[Records excerpted from a collection]
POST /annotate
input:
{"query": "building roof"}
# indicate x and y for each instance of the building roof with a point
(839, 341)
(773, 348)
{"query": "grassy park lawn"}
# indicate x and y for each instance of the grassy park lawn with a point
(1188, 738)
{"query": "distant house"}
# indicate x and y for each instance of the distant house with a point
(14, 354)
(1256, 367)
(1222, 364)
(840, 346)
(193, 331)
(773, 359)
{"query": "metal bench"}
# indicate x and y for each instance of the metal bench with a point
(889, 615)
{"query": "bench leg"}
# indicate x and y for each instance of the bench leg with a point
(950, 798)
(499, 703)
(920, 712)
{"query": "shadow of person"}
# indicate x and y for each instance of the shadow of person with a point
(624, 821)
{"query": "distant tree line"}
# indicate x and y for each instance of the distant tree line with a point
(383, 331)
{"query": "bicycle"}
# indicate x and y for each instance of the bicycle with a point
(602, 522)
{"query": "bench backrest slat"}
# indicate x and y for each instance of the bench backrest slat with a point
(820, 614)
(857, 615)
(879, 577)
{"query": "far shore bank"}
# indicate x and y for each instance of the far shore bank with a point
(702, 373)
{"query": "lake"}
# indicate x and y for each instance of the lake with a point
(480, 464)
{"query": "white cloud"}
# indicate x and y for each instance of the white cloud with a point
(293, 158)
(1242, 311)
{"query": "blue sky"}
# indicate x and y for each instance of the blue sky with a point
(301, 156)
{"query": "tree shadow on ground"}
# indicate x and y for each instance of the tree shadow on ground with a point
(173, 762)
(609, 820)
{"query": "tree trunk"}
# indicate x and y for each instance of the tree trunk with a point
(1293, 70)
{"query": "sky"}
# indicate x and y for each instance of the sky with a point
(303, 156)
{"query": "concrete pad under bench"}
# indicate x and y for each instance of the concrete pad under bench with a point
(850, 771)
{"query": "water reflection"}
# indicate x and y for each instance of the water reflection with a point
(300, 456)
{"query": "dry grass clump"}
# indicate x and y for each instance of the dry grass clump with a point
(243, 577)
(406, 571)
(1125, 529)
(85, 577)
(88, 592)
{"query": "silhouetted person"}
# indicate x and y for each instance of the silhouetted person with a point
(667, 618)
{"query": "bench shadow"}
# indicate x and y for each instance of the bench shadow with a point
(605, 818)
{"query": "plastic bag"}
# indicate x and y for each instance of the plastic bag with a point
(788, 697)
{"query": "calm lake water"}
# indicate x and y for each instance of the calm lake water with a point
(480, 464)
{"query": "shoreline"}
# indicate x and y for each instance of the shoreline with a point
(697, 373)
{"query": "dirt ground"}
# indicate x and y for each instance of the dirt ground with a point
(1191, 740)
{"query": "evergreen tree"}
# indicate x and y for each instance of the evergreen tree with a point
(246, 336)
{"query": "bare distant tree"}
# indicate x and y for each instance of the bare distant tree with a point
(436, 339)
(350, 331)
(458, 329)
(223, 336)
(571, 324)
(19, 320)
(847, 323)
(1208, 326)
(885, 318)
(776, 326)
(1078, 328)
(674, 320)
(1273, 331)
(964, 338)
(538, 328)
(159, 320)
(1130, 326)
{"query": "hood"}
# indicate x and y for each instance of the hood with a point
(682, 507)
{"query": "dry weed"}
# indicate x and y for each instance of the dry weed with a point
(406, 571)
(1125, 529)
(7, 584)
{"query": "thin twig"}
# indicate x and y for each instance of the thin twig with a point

■ **What is expected**
Pull every line containing "twig" out of the records.

■ **Answer for this exercise**
{"query": "thin twig"}
# indicate x and y for each instance of the thin twig with a point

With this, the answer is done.